WHAT TO WORK ON: Render the listing as a Markdown table with the columns Row and Line, from its first line through the line that contains "185L201 176L197 171L182". Number each line and leave out blank lines.

--- start SUPPLIED MATERIAL ---

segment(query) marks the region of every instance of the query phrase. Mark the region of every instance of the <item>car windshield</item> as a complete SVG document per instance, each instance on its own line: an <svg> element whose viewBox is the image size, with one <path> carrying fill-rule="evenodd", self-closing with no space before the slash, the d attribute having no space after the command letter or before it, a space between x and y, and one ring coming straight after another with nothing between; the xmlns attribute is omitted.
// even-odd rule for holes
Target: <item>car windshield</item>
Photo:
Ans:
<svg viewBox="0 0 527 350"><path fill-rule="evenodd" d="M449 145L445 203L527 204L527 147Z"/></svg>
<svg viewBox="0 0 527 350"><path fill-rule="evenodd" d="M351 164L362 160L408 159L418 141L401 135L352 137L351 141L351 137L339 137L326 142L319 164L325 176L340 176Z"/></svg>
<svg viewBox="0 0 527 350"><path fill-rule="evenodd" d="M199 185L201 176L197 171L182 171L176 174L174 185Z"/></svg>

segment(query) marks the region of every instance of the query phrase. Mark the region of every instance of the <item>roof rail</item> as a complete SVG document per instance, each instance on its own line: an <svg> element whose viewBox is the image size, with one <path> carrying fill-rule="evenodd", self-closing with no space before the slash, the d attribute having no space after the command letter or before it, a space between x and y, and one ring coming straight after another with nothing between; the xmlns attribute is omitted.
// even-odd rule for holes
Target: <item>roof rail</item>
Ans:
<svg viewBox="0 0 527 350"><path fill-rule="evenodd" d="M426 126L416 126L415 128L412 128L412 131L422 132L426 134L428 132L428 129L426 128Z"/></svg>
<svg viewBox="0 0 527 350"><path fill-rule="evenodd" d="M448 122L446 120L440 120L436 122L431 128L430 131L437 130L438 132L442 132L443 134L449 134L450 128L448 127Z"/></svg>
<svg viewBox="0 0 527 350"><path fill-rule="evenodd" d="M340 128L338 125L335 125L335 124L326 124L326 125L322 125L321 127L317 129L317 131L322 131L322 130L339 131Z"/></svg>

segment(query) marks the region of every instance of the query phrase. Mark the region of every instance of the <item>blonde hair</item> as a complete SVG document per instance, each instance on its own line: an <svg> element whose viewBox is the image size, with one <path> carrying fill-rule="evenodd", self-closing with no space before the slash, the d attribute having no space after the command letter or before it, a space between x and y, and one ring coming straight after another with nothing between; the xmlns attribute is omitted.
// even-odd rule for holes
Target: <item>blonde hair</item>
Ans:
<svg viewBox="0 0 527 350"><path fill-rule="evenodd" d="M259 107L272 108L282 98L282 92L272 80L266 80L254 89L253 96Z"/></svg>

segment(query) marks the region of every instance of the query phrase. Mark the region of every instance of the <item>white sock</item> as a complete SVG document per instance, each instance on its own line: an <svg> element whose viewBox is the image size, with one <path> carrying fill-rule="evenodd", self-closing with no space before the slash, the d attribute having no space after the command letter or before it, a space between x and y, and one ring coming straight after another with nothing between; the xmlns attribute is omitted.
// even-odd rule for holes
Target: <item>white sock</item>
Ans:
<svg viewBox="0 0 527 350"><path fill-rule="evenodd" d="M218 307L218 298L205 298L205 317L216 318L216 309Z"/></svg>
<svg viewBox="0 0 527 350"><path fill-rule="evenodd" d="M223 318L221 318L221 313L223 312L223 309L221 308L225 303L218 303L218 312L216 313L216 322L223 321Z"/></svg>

--- end SUPPLIED MATERIAL ---

SOLUTION TO THIS TASK:
| Row | Line |
|---|---|
| 1 | segment(query) marks the region of every instance of the query phrase. Mark the region of every instance of the <item>car windshield</item> as a complete SVG document per instance, each instance on its own line: an <svg> element whose viewBox is the image size, with one <path> carrying fill-rule="evenodd", self-closing with no space before the slash, the d attribute having no space after the command letter or before it, a space between x and y, and one ring coming straight after another with nothing between; the xmlns attribute is omitted. |
| 2 | // even-odd rule for holes |
| 3 | Target: <item>car windshield</item> |
| 4 | Photo: |
| 5 | Ans: |
| 6 | <svg viewBox="0 0 527 350"><path fill-rule="evenodd" d="M449 145L445 203L527 204L527 147Z"/></svg> |
| 7 | <svg viewBox="0 0 527 350"><path fill-rule="evenodd" d="M351 164L362 160L408 159L418 141L401 135L352 137L351 141L351 137L339 137L326 142L319 164L325 176L340 176Z"/></svg> |
| 8 | <svg viewBox="0 0 527 350"><path fill-rule="evenodd" d="M199 185L201 176L197 171L182 171L176 174L174 185Z"/></svg> |